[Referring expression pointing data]
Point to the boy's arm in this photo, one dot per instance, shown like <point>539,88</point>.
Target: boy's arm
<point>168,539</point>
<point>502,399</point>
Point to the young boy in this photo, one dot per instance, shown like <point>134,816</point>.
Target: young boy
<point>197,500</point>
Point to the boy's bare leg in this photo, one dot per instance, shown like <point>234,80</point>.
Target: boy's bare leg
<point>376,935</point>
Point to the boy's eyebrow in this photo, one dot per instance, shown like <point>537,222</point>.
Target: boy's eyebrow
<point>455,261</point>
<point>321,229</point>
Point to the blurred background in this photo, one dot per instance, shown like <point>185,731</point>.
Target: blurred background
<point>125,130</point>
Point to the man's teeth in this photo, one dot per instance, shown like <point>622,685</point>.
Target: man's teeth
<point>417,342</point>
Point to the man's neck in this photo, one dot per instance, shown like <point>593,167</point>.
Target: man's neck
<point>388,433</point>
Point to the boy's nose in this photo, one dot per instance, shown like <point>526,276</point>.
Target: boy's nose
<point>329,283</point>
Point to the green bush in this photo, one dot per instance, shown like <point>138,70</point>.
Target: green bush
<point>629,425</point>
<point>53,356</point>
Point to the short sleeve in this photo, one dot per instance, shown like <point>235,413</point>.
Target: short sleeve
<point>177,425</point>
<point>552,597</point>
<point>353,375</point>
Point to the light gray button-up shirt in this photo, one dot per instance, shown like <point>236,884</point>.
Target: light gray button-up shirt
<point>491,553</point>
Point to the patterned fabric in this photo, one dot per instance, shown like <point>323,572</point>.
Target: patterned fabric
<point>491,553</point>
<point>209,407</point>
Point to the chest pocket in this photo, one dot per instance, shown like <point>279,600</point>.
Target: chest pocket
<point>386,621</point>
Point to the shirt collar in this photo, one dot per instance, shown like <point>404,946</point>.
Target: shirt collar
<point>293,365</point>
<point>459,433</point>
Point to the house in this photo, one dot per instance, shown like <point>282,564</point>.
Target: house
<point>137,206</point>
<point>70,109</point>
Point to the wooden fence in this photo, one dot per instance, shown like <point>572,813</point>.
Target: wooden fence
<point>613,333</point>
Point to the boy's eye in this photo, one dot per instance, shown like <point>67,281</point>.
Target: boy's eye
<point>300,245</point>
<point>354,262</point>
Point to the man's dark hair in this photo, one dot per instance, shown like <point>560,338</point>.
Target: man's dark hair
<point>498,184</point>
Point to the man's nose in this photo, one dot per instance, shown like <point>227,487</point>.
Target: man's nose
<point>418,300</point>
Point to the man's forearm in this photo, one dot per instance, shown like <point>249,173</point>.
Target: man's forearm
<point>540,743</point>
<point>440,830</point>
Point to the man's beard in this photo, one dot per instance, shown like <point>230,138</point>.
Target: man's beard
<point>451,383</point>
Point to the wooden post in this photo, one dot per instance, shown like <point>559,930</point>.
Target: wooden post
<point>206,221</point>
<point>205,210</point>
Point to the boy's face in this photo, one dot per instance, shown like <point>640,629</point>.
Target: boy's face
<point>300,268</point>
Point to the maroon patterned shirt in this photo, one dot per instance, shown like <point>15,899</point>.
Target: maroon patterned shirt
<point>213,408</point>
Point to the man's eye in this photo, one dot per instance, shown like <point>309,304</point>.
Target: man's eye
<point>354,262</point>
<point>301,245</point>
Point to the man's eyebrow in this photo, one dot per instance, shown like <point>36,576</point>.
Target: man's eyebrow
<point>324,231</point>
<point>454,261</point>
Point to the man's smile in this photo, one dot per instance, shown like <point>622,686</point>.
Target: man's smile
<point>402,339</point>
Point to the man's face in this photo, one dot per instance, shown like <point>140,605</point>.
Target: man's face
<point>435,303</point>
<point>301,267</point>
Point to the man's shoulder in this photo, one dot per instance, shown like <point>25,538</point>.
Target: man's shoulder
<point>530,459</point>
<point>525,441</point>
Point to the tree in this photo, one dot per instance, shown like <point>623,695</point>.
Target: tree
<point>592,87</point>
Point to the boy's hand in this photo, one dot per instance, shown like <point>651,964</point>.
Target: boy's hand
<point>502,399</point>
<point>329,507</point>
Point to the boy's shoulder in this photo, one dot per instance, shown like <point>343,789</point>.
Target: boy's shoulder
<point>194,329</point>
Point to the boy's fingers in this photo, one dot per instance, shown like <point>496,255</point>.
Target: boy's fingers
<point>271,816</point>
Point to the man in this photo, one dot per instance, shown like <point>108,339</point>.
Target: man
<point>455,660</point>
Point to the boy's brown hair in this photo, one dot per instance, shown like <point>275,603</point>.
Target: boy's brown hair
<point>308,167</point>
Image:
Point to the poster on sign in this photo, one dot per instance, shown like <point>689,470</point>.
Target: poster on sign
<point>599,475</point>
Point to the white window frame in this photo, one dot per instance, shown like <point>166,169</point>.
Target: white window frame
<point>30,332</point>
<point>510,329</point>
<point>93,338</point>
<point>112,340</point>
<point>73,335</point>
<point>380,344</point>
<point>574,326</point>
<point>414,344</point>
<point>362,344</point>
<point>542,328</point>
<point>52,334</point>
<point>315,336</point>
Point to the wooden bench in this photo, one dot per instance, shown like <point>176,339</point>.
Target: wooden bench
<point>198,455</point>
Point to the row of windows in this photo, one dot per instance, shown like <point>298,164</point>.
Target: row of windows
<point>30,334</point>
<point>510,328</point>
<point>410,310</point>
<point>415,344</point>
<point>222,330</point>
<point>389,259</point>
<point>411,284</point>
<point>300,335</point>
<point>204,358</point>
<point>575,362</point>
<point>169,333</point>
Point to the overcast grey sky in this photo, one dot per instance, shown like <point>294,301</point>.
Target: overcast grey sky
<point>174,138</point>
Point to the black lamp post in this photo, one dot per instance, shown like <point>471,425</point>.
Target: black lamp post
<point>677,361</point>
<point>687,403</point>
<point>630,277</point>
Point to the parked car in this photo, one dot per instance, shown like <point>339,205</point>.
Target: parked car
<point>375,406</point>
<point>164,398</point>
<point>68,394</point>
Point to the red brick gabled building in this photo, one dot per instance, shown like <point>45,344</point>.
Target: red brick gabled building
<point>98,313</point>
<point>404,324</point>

To do:
Exact retyping of every entry is required.

Reply:
Point to the boy's arm in this photo, one dot per instance, shown like <point>539,88</point>.
Target: boy's arm
<point>168,539</point>
<point>502,399</point>
Point to the young boy in this photo, one dot per instance, shown like <point>134,816</point>.
Target: young boy
<point>197,500</point>
Point to the boy's bare leg in this photo, one dot per instance, shown like <point>234,80</point>.
Target: boy's bare leg
<point>376,935</point>
Point to the boy's eyebrow in this photo, one dot per instance, shown like <point>537,222</point>.
Target: boy's eyebrow
<point>455,261</point>
<point>321,229</point>
Point to the blurred background in this photo, one dot per instance, shown like <point>185,731</point>.
Target: blurred background
<point>125,130</point>
Point to the man's teeth in this photo, one dot per instance, shown like <point>622,685</point>.
Target: man's teeth
<point>417,342</point>
Point to the man's neck in this photo, one dot per instance, shown like <point>593,167</point>.
Target: man's neck
<point>388,433</point>
Point to the boy's nose in this photo, one dot per instance, shown like <point>526,276</point>.
Target: boy's nose
<point>329,283</point>
Point to the green bush in this photo, one dot per instance, shown like <point>138,70</point>.
Target: green bush
<point>629,425</point>
<point>53,356</point>
Point to the short sleeve in this photo, one dot per instance, shown like <point>235,413</point>.
Target: short sleeve
<point>177,425</point>
<point>552,597</point>
<point>353,375</point>
Point to the light gray button-up shirt in this photo, one dot per instance, shown like <point>236,884</point>.
Target: light gray button-up shirt
<point>491,553</point>
Point to the patterned fabric in this photo, one dot per instance, shown like <point>323,572</point>.
Target: patterned fabric
<point>491,553</point>
<point>209,407</point>
Point to the chest pocket in this photo, one dot per instance, shown like <point>279,600</point>.
Target: chest pocket
<point>386,621</point>
Point to the shirt collar in this photo, one dot per instance, shown like <point>404,946</point>.
Target: shirt collar
<point>293,365</point>
<point>459,433</point>
Point to the house in this photo, one dot per instance, shown like <point>282,564</point>.
Target: house
<point>137,206</point>
<point>70,109</point>
Point to the wooden fence in this photo, one dot per instance, shown like <point>572,813</point>.
Target: wooden fence
<point>613,333</point>
Point to the boy's eye in this photo, one dot per instance, shown like <point>67,281</point>.
Target: boy's eye
<point>300,245</point>
<point>354,262</point>
Point to the man's dark hair in this photo, one dot per instance, shown like <point>560,338</point>.
Target: man's dark hair
<point>498,184</point>
Point to the man's nose in this photo, one dot per instance, shown like <point>227,487</point>.
Target: man's nose
<point>418,300</point>
Point to the man's forearm in this photo, one dot per instance, shown like <point>249,173</point>.
Target: man's forearm
<point>540,743</point>
<point>440,830</point>
Point to the man's beard in this photo, one dot per instance, shown like <point>230,138</point>.
Target: man's beard
<point>451,383</point>
Point to the wooden post in this photo, one dot per instance, shown like <point>559,930</point>.
Target: wooden post
<point>206,221</point>
<point>205,210</point>
Point to the boy's face in this photo, one dot per instance, shown like <point>640,629</point>.
Target: boy's face
<point>300,268</point>
Point to the maroon patterned shirt in this photo, one dot per instance, shown like <point>15,899</point>.
Target: maroon patterned shirt
<point>213,408</point>
Point to the man's eye in this photo, one dot per instance, shown like <point>309,304</point>.
Target: man's eye
<point>354,262</point>
<point>301,245</point>
Point to the man's eyebrow in this photo, one dot per instance, shown like <point>36,576</point>.
Target: man's eyebrow
<point>324,231</point>
<point>454,261</point>
Point to the man's smile in this photo, one dot per instance, shown like <point>622,686</point>.
Target: man's smile
<point>402,339</point>
Point to the man's face in this photo, one dot per instance, shown like <point>140,605</point>.
Target: man's face
<point>435,303</point>
<point>301,267</point>
Point to the man's shoulder in this photo, one dot per instance, shown like <point>25,538</point>.
Target: man's shoulder
<point>530,459</point>
<point>525,441</point>
Point to the tree in this photo, one dot per instance, shown like <point>623,695</point>.
Target: tree
<point>592,87</point>
Point to the boy's hand in this photo, one dot per instance, shown like <point>651,964</point>.
Target: boy's hand
<point>502,399</point>
<point>329,507</point>
Point to the boy's shoulder in this photo, one dot per instance, shown like <point>343,789</point>.
Target: boy's shoulder
<point>194,329</point>
Point to the boy's fingers in this photo, one dot per instance, shown like <point>496,255</point>.
Target: boy's fingers
<point>271,816</point>
Point to the man in this photo, one dot per instance, shown like <point>108,339</point>.
Target: man
<point>455,660</point>
Point to the boy's brown hair in this photo, one dot per instance, shown like <point>275,603</point>.
Target: boy's brown hair
<point>308,167</point>
Image:
Point to the poster on sign in this photo, one dot per instance, shown like <point>689,470</point>.
Target: poster on sign
<point>599,475</point>
Point to the white window frame in this photo, one dot per instance, shown like <point>166,169</point>.
Target: white window frame
<point>30,332</point>
<point>510,329</point>
<point>93,338</point>
<point>112,340</point>
<point>73,335</point>
<point>380,344</point>
<point>574,326</point>
<point>414,344</point>
<point>362,344</point>
<point>542,328</point>
<point>52,334</point>
<point>315,336</point>
Point to the wooden bench in this photo, one dot per instance, shown like <point>176,339</point>.
Target: wooden bench
<point>198,455</point>
Point to the row of windows in this photo, one dot per instance, shown like <point>298,164</point>.
Target: row of windows
<point>30,334</point>
<point>510,328</point>
<point>410,310</point>
<point>415,344</point>
<point>222,330</point>
<point>389,259</point>
<point>411,284</point>
<point>300,335</point>
<point>204,358</point>
<point>575,362</point>
<point>169,333</point>
Point to the overcast grey sky in this photo, one dot per instance, shown like <point>294,301</point>.
Target: overcast grey sky
<point>174,138</point>
Point to the black lamp post in this photo, one dot per instance, shown like <point>471,425</point>.
Target: black lamp post
<point>677,361</point>
<point>687,403</point>
<point>630,277</point>
Point to the parked car in this photo, one dot per instance, shown like <point>339,205</point>.
Target: parked car
<point>375,406</point>
<point>164,398</point>
<point>68,394</point>
Point to the red brick gabled building in this photo, one dot per instance, shown like <point>45,344</point>.
Target: red brick gabled building
<point>98,313</point>
<point>404,324</point>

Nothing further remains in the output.